== Provided records ==

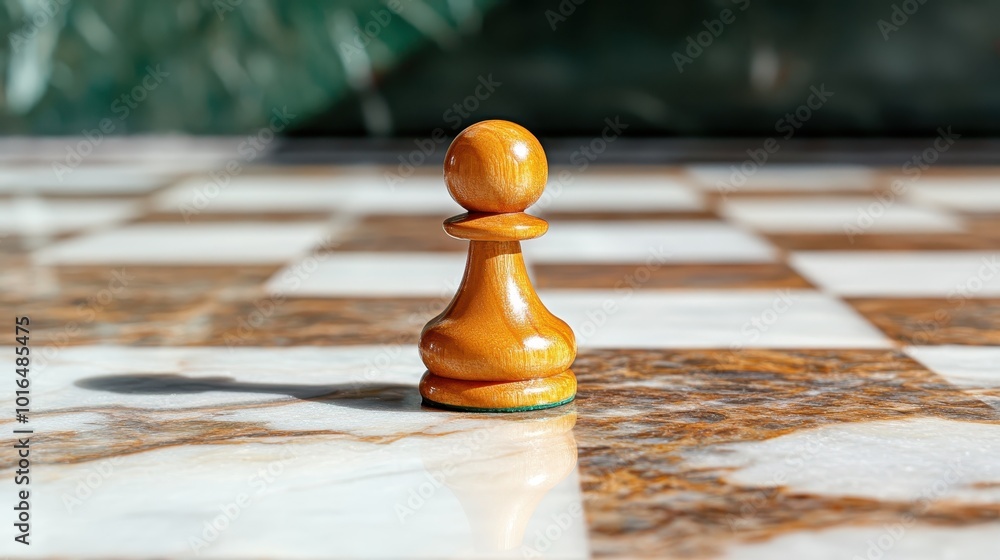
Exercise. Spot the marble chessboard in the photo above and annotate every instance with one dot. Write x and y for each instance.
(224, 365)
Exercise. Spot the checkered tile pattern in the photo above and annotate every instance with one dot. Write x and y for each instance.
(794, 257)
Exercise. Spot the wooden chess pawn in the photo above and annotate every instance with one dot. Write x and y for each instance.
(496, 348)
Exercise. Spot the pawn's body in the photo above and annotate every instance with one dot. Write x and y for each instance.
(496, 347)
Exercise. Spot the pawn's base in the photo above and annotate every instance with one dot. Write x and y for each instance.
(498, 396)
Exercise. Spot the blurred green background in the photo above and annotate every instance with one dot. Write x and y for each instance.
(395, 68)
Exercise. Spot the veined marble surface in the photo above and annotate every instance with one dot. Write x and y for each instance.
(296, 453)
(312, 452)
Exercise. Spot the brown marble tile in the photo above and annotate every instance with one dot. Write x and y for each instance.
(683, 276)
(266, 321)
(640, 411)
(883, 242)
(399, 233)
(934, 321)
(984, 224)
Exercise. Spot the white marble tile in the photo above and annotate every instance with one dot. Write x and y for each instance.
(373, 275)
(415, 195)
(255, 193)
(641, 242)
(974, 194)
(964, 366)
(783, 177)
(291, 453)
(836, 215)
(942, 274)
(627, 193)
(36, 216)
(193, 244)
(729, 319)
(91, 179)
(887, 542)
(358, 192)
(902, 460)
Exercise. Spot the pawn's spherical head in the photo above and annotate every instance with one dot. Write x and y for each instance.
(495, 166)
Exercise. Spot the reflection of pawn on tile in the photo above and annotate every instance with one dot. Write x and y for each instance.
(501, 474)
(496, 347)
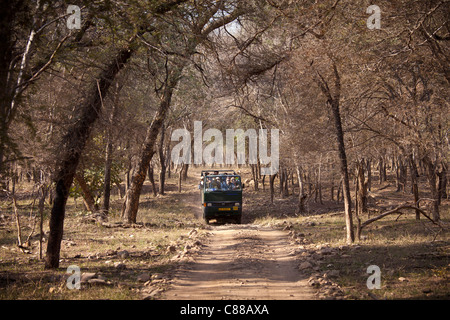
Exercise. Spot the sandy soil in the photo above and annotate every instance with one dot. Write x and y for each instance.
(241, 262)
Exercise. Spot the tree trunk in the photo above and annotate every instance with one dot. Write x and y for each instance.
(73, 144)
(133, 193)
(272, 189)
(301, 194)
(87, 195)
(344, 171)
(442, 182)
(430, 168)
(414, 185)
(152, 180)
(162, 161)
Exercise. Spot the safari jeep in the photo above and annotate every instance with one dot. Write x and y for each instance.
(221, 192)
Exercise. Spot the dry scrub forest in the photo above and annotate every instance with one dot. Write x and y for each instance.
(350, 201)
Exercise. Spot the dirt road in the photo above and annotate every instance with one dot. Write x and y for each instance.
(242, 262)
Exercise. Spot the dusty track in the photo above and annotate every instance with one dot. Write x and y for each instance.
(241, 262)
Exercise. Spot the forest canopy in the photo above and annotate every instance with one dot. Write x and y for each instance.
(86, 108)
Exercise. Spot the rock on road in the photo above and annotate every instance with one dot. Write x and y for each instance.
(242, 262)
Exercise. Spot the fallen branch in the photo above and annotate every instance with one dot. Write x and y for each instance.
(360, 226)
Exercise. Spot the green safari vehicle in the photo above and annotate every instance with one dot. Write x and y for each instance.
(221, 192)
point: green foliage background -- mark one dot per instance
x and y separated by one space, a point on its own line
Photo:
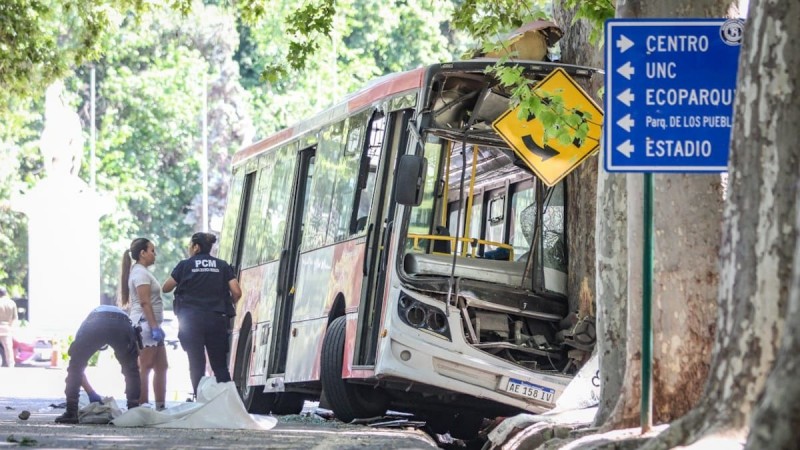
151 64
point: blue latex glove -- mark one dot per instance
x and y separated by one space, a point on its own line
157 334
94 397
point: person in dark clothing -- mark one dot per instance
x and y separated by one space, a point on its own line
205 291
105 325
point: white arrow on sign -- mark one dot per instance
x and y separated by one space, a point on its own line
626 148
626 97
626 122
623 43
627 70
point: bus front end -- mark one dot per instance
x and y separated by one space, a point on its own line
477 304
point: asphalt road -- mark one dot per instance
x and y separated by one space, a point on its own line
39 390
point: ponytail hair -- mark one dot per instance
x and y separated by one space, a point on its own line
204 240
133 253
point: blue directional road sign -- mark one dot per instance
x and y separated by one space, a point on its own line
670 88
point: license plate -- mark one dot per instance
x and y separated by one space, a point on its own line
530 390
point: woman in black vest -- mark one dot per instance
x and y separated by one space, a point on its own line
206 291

===

§ **What you should do**
Write the records out once more, exactly as they appear, with no pictures.

§ **Your solution**
Exercise. Spot the marble chessboard in the photo above and annotate every instance with one dot. Write x and y for each instance.
(224, 365)
Exercise. Spot the checkered tile pattern in the photo above and annotate every instance with one dot. Write x and y for each instance.
(794, 257)
Exercise. Spot the wooden chess pawn in the photo above and annotate every instance with one dot. Write x and y for each instance.
(496, 348)
Exercise. Spot the pawn's body in the photo above and annotate every instance with one dot. Write x and y for each instance.
(496, 347)
Exercise. Spot the pawn's base in the photo above and annotate every instance with one dot. Write x and y for each instance.
(498, 396)
Exercise. Spot the blurred green background in the photo above and annotate every instance with one dot. Write x and y for each instance.
(395, 68)
Exercise. Spot the veined marble surface in the photo above and annotate every instance with one dot. Write x and y for each instance.
(296, 453)
(312, 452)
Exercise. Spot the brown marble tile in the photo above and annotate every instance with one dot. Write x and y for each instance.
(683, 276)
(266, 321)
(640, 411)
(883, 242)
(399, 233)
(934, 321)
(984, 224)
Exercise. Spot the white marble tile in the photo above and annotate every instance with one dot. Write x and y for each instance.
(373, 275)
(415, 195)
(255, 193)
(641, 242)
(974, 194)
(964, 366)
(783, 177)
(291, 453)
(836, 215)
(942, 274)
(627, 193)
(36, 216)
(193, 244)
(729, 319)
(91, 179)
(887, 542)
(358, 192)
(902, 460)
Exercise. Spot the pawn's spherical head in the photo above and annotate every instance with one dot. Write x and y for each instance.
(495, 166)
Exercise. Spot the reflection of pawn on tile in the photo above and annotate every instance with one dot. Write x and y for each instance.
(501, 474)
(496, 347)
Exercise. Spot the sandy soil in the photo above and annotate every instance with one dot. Write x and y for each instance.
(241, 262)
Exercise. Spot the tree trunk in the photo above and annotate every instance with one dot. Write x and y for each instance.
(73, 144)
(133, 193)
(272, 189)
(301, 194)
(87, 195)
(344, 171)
(442, 182)
(430, 168)
(414, 185)
(152, 180)
(162, 161)
Exercise. Spot the safari jeep in the photo above and annotate every instance with one dot. Write x and y for each instance.
(221, 192)
Exercise. Spot the dry scrub forest in the photo above and annotate every instance with one dot. Write x and y for each instance.
(350, 201)
Exercise. Spot the dirt road in the photo above and annotate every instance with one dot. Write x and y for each instance.
(242, 262)
Exercise. Spot the dusty track in the photo above and annotate every instance with one dot. Write x and y for each instance.
(241, 262)
Exercise. Spot the forest canopy in the photo above and annotate every instance with one dot. Write x and y for each instance.
(86, 108)
Exercise. Spot the rock on road in the photo above and annotate every instance with one dot. Write x and y for each instance.
(242, 262)
Exercise. Spot the fallen branch in the photo above and annotate every instance with one dot. Write x and y for each instance.
(360, 226)
Exercise. Spot the green safari vehicle in the photo above and annotate every instance with one dot. Write x and y for each instance.
(221, 192)
point: green foliage background -- mark one dot per instance
x and y separated by one space, a point on its own line
Photo:
151 64
point: blue latex glove -- mark one dot per instance
x and y separated by one space, a point on its own line
157 334
94 397
point: person in dark clothing -- mark one dot per instance
x and y separated by one space, a point on its own line
205 291
105 325
point: white arrow on sign -- mark one dot per instance
x and y separated by one space, a point on its own line
626 148
626 97
626 122
623 43
627 70
point: bus front end -- mark one dot per instance
x and y separated by one space, a point on its own line
477 304
point: asphalt road -- mark one dot per instance
x and y separated by one space, a point on its own line
39 390
point: ponytail hair -- mark one dot per instance
x and y separated by one space, a point on its own line
204 240
133 253
point: blue directional road sign -- mark one dot per instance
x and y separated by one space, a point on its own line
670 88
point: license plate -- mark one dot per instance
x and y separated by one space, a point on its own line
530 390
point: woman in black vest -- mark one dot per instance
x and y separated by one space, a point on its own line
206 291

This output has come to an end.